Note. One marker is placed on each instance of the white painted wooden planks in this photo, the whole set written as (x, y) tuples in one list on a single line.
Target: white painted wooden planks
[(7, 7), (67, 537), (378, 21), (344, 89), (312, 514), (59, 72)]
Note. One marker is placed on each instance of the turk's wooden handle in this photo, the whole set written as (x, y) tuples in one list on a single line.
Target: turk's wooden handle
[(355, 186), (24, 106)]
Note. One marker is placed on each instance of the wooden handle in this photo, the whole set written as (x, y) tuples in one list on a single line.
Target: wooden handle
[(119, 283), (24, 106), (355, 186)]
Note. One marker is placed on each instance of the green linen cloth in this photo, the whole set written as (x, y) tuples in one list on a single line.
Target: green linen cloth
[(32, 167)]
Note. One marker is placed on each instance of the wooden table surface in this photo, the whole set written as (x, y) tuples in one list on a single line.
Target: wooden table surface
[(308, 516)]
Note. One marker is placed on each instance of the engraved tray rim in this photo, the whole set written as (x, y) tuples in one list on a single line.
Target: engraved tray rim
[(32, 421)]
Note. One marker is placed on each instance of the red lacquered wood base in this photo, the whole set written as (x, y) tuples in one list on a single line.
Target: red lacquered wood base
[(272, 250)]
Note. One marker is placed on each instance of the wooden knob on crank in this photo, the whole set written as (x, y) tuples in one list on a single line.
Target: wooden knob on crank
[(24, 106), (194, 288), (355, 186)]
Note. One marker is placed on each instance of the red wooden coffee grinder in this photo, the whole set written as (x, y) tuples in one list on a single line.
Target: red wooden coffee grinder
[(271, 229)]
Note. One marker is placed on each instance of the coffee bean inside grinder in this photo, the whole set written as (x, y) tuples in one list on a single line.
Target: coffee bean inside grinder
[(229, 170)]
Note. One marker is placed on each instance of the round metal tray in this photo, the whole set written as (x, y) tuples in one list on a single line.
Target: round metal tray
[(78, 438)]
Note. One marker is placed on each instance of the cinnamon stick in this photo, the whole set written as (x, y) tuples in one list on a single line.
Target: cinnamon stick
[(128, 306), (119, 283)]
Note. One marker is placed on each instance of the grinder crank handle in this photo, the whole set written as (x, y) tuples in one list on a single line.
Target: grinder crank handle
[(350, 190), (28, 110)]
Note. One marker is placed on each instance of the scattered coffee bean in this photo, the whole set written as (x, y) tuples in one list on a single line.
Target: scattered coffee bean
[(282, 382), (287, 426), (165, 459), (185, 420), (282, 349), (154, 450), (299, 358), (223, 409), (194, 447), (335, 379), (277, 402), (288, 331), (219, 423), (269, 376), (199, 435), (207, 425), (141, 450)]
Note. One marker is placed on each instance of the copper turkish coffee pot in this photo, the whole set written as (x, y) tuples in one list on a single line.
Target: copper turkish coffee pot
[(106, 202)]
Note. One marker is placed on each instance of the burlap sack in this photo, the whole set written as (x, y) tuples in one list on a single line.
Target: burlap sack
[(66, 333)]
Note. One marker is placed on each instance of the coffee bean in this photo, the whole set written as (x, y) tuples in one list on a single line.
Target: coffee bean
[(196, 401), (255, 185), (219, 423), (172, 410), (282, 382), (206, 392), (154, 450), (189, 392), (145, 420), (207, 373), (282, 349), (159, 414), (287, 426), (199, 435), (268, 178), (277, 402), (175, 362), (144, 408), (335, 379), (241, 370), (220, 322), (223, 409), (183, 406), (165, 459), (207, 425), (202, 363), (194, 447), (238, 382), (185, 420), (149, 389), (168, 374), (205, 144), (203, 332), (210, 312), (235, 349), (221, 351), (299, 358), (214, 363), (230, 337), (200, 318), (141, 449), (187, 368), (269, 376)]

++++++++++++++++++++

Could you print the lines above, exactly as written, from the line containing "Note. One marker is placed on each instance of the scattered" through the final one?

Note. One marker is placed on each instance of the scattered coffee bean in this photo, the whole set written as (x, y) tuples in one list on a single line.
Target: scattered coffee bean
[(282, 382), (287, 426), (165, 459), (185, 420), (282, 349), (154, 450), (299, 358), (223, 409), (194, 447), (335, 379), (277, 402), (288, 331), (219, 423), (269, 376), (199, 435), (207, 425), (141, 450)]
Note. One marker is placed on each instance of the copper turkish coffee pot in this photo, the whole set written as (x, y) tuples in one list on a single line.
Target: copper turkish coffee pot
[(106, 202)]
Note. One marker is placed on each instance of the burlap sack in this photo, the whole set written as (x, y) tuples in one list on a single line.
Target: burlap sack
[(66, 333)]
Note. One marker is placed on each instance of the coffee bean in this photo, the whole set written as (x, y) tuples in one list on a single line.
Target: coffee bean
[(196, 401), (255, 185), (219, 423), (172, 410), (282, 382), (206, 392), (154, 450), (189, 392), (145, 420), (207, 373), (282, 349), (159, 414), (287, 426), (199, 435), (268, 178), (277, 402), (175, 362), (144, 408), (335, 379), (241, 370), (220, 322), (223, 409), (183, 406), (165, 459), (207, 425), (202, 363), (194, 447), (238, 382), (185, 420), (149, 389), (168, 374), (205, 144), (203, 332), (210, 312), (235, 349), (221, 351), (299, 358), (214, 363), (230, 337), (200, 318), (141, 449), (187, 368), (269, 376)]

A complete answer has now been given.